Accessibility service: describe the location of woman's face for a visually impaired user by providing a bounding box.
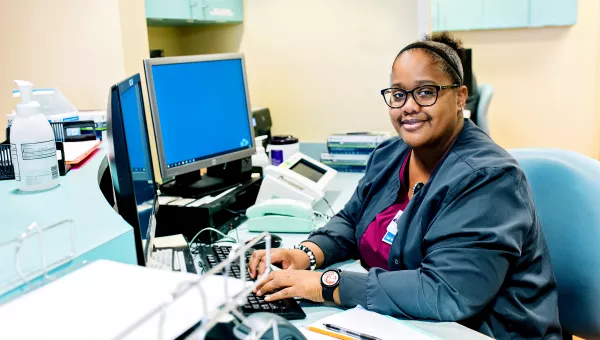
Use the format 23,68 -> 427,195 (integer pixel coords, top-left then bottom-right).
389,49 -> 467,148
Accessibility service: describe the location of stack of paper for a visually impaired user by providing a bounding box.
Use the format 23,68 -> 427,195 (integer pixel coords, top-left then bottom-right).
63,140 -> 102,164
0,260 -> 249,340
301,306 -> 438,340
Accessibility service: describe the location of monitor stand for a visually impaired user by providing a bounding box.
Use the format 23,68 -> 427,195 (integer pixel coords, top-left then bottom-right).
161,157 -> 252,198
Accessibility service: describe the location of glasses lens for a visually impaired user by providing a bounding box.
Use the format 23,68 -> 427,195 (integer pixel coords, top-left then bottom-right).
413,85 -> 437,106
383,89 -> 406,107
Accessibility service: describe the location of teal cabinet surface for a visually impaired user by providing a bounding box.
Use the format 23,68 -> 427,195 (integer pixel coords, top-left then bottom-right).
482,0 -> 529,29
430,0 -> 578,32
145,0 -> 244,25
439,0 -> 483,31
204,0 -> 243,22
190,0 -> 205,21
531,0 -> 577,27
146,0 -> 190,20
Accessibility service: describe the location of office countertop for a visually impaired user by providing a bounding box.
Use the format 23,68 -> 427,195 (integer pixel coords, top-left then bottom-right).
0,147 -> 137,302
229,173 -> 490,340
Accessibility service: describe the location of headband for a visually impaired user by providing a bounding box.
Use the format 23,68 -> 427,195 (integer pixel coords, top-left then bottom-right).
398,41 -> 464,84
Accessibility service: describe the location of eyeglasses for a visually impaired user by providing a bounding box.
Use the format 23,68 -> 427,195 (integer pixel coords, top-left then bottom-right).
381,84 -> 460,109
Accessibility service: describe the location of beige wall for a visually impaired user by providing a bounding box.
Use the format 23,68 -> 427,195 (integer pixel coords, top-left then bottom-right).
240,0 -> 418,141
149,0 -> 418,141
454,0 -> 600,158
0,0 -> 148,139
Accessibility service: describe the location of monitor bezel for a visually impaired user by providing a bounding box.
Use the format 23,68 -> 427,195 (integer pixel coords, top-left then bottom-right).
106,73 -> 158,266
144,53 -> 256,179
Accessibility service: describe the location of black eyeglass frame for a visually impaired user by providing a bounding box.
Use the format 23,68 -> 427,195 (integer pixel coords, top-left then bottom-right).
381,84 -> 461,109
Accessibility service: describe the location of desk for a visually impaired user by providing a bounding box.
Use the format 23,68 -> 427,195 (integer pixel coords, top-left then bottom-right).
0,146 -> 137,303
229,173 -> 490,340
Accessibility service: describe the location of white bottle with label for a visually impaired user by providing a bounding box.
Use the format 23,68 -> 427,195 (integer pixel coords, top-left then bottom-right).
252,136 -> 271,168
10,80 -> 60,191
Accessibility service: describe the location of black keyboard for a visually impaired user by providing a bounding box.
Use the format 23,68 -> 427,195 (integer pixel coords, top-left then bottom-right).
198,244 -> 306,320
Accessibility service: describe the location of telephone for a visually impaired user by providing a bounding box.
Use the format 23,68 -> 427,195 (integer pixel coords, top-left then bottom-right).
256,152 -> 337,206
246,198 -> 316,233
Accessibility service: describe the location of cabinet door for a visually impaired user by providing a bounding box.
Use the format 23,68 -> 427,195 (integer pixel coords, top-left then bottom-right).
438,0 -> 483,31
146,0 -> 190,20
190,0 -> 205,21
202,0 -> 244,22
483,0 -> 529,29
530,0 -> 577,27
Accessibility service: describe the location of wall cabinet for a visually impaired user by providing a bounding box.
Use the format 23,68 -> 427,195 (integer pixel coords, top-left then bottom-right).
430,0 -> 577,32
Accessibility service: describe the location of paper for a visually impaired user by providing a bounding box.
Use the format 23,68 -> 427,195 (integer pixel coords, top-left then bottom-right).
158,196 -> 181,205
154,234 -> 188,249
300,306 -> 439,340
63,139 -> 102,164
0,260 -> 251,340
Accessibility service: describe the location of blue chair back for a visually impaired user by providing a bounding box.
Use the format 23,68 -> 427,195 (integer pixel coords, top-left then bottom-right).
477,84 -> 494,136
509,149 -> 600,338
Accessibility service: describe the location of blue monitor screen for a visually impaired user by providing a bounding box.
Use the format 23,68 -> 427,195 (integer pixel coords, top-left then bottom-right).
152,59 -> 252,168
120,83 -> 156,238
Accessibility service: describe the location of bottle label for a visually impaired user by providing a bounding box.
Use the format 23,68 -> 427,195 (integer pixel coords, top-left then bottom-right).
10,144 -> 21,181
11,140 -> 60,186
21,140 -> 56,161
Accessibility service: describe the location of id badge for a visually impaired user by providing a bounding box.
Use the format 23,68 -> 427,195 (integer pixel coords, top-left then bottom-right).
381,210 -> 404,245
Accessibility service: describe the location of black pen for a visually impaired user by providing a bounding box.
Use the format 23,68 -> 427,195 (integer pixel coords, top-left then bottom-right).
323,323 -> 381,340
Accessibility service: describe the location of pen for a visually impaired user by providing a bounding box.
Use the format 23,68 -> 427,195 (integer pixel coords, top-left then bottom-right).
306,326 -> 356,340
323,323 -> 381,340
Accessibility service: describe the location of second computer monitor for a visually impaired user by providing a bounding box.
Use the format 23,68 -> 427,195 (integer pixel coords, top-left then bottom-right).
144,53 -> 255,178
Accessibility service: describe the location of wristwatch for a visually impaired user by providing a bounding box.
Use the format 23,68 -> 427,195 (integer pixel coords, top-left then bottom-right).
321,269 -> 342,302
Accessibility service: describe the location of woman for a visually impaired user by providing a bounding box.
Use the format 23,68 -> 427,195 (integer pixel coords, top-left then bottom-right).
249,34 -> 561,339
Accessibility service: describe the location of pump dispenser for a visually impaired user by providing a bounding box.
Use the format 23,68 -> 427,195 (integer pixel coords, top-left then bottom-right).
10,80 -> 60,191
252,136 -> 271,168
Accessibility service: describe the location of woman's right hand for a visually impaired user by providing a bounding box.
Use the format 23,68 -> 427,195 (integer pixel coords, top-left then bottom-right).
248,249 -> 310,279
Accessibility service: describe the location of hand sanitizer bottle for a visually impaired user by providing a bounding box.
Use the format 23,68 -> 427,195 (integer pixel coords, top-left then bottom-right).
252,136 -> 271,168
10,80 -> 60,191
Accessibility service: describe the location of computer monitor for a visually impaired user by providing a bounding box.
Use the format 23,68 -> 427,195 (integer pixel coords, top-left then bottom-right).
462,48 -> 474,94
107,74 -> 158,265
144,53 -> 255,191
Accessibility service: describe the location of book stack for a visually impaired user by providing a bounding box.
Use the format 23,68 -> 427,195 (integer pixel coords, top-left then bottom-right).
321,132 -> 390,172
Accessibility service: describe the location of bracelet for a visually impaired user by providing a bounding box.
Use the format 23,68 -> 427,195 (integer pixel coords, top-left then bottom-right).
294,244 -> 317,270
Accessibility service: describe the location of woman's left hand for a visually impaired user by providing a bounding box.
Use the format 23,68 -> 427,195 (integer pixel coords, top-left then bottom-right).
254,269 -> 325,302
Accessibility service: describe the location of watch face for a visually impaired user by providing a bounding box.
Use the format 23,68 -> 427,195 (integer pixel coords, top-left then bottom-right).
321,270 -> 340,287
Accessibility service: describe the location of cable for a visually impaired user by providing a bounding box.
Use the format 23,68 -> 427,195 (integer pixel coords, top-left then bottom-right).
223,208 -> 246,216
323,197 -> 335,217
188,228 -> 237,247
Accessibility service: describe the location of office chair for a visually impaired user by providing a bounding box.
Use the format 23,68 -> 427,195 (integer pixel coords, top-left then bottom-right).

◆ **Stated exercise**
Reproduce all of the items above word for word, leaving out the pictures.

◆ **Correct response**
Accessibility service: describe the location of woman's face for a visually impaired user by providing a bounding box.
Use the format 23,68 -> 427,195 (integer pixel coords, top-left then bottom-right).
389,49 -> 467,148
Accessibility service: describe the location of stack of paper for a visually impaired user by providing a bounding box.
Use the format 23,68 -> 427,195 (integer pixel coords, top-left then bottom-right).
63,140 -> 102,164
0,260 -> 249,340
301,306 -> 438,340
Accessibility service: describe the location of monitor stand for a visually impaired user by providing a bounding box.
Use the format 23,68 -> 427,195 (integer pixel coords, top-left then bottom-right).
161,157 -> 252,198
Accessibility service: describe the location of glasses lens for a visually impaired user by providing a bounding box.
Use the format 23,68 -> 427,195 (integer pixel coords, top-left then bottom-right).
413,85 -> 437,106
383,89 -> 406,107
Accessibility service: describe the location of teal cabinet surface for a visually impaired user by providing a bounding box.
Use the format 23,68 -> 427,195 (integer pixel coords, top-left then bottom-right).
482,0 -> 529,29
430,0 -> 578,32
145,0 -> 244,25
439,0 -> 483,31
204,0 -> 243,22
190,0 -> 205,21
531,0 -> 577,27
146,0 -> 190,20
Accessibility service: describe the location of office countertop for a visually impaired user by providing a bounding box.
Use the format 23,68 -> 427,195 (integer pixel coords, top-left then bottom-right).
0,147 -> 137,302
229,173 -> 490,340
Accessibility service: describe the location of headband for a visually impaired user by providing a bounding box.
Use the format 23,68 -> 427,195 (integer pixel coords, top-left then bottom-right).
398,41 -> 464,84
Accessibility service: describe the location of eyeglasses for a visually impaired user by providing a bounding box.
Use the format 23,68 -> 427,195 (integer pixel coords, top-left then bottom-right).
381,84 -> 460,109
Accessibility service: describe the location of beige wall for a visually impaired user by providing a bounding box.
Use the format 23,68 -> 427,195 (integer pixel coords, top-left then bottom-right).
240,0 -> 418,141
149,0 -> 418,141
454,0 -> 600,158
0,0 -> 148,139
Accessibility service: describe the location of monitor bezel for a visually impaired user by providing a bounding box.
Use the format 23,68 -> 427,195 (integer pixel coords, top-left then bottom-right).
106,73 -> 158,266
144,53 -> 256,179
Accessibility service: describe the location of black eyeglass frame for a visually impaired user by providing a bounding box.
Use the format 23,68 -> 427,195 (integer pixel coords, top-left then bottom-right).
381,84 -> 461,109
Accessibility service: describe the location of desk for a visually impaired user by providing a bounding box.
Use the format 23,68 -> 427,195 (integer pixel coords, top-left then bottom-right).
0,146 -> 137,303
229,173 -> 490,340
Accessibility service: describe the location of white bottle with label for a visually impaired user by providing a bounding box.
Use the format 23,68 -> 427,195 (integer pixel coords, top-left then bottom-right).
252,136 -> 271,168
10,80 -> 60,191
Accessibility service: describe the location of black keyboard for a visually impaired user by providing a bounding box.
Use the format 23,68 -> 427,195 (integer pixel coords, top-left then bottom-right).
198,244 -> 306,320
Accessibility service: describe the location of telephone for a visually impaired user by providing a bounding box.
Use the format 23,68 -> 427,195 (integer pixel coords, top-left then bottom-right).
256,152 -> 337,206
246,198 -> 316,233
Accessibility service: describe the location of cabinet door for a visually impaired user by providing a bounding box.
Use the format 23,68 -> 427,195 (integer pixel coords, top-left then bottom-right).
438,0 -> 483,31
146,0 -> 190,20
190,0 -> 205,21
202,0 -> 244,22
483,0 -> 529,29
530,0 -> 577,27
Accessibility service: describe the location of wall cabinet for a visually impaired user by providing a bounding box.
Use the format 23,68 -> 427,195 (integer pixel coords, top-left then bottom-right).
430,0 -> 577,32
Accessibility service: describe the location of paper for a visually impaired user by providing a bounding box.
Use the format 23,68 -> 427,195 (integer pixel coords, top-left then bottom-right).
158,196 -> 181,205
154,234 -> 188,249
300,306 -> 439,340
63,139 -> 102,164
0,260 -> 251,340
Accessibility service: describe the location of blue chair back for a visually impaired user by providing a bounding box.
Use the format 23,68 -> 427,195 (integer pixel coords, top-left then bottom-right).
477,84 -> 494,136
509,149 -> 600,338
Accessibility service: describe the location of blue monitor screen for a visually impaired user by providing a bounding box.
Use the format 23,68 -> 427,195 (integer pixel coords, top-left then bottom-right).
152,59 -> 252,168
120,83 -> 156,238
Accessibility service: describe the location of bottle label for a visually impaired user by providing a bounding box.
Use the format 23,68 -> 427,195 (integer pixel coords, top-left then bottom-right).
10,144 -> 21,181
11,140 -> 60,186
21,140 -> 56,161
Accessibility service: describe the location of id badge for a visually impaired user by providing a bounding box.
Use the format 23,68 -> 427,195 (integer pixel coords, top-left then bottom-right).
381,210 -> 404,245
Accessibility service: describe the location of black pen for a visually impaired user by providing a bounding box.
Use the format 23,68 -> 427,195 (integer pixel coords, top-left then bottom-right).
323,323 -> 381,340
Accessibility service: describe the location of pen for a visually impaired user by providing a bounding box.
Use the format 23,68 -> 427,195 (integer pixel coords, top-left then bottom-right).
306,326 -> 356,340
323,323 -> 381,340
Accessibility service: describe the location of second computer monitor for a visually impaired user by providing a bounding box.
Use the format 23,68 -> 427,195 (integer pixel coords, top-left then bottom-right).
144,53 -> 255,178
Accessibility service: describe the location of wristwatch for a visually impaired user by providing a bounding box.
Use the format 23,68 -> 427,195 (integer pixel coords, top-left then bottom-right).
321,269 -> 342,302
Accessibility service: describe the location of woman for a visually impaired user by providing a bounding box.
Use the format 23,68 -> 427,195 (integer pixel coords, top-left then bottom-right).
249,34 -> 561,339
Accessibility service: describe the location of pump dispenser for a visually impaired user by providing a bounding box.
Use the format 23,68 -> 427,195 (integer pixel coords, top-left then bottom-right).
10,80 -> 60,191
252,136 -> 271,168
Accessibility service: describe the location of woman's right hand for a visually impaired user by providing a bounding box.
Use the format 23,68 -> 427,195 (integer pixel coords, top-left then bottom-right).
248,249 -> 310,279
Accessibility service: describe the location of hand sanitizer bottle for a visually impaired user by providing a bounding box.
Use the format 23,68 -> 427,195 (integer pixel coords, top-left then bottom-right).
252,136 -> 271,168
10,80 -> 60,191
Accessibility service: describe the location of computer monitor for a visually impaired user by providing a bounding box.
Use the format 23,68 -> 427,195 (integer pixel coords, top-left then bottom-right).
462,48 -> 474,94
107,74 -> 158,265
144,53 -> 255,191
Accessibility service: describe the location of book stack for a visually impaired user by providing a bounding box.
Use the format 23,68 -> 427,195 (integer pixel coords, top-left then bottom-right).
321,132 -> 390,172
Accessibility service: describe the location of bracelet for a visually impaired user by providing a bounding box.
Use the format 23,68 -> 427,195 (integer pixel coords, top-left then bottom-right).
294,244 -> 317,270
Accessibility service: describe the location of woman's left hand for a visually impaired user by providing a bounding box.
Use the format 23,68 -> 427,195 (integer pixel coords, top-left then bottom-right).
254,269 -> 325,302
Accessibility service: describe the location of watch face for a visually impaired user by providing a bounding box.
Use the format 23,68 -> 427,195 (integer pixel coords, top-left then bottom-right).
321,270 -> 340,287
Accessibility service: describe the location of cable for a visually impaired user by providing a bounding box.
Use the format 23,68 -> 427,195 (integer pixel coords, top-left then bottom-right).
223,208 -> 246,216
323,197 -> 335,217
188,228 -> 237,247
Accessibility service: describe the location of office chair for a visually impaired user by providing a bounding box.
Use the format 23,68 -> 427,195 (integer pixel coords, top-left then bottom-right).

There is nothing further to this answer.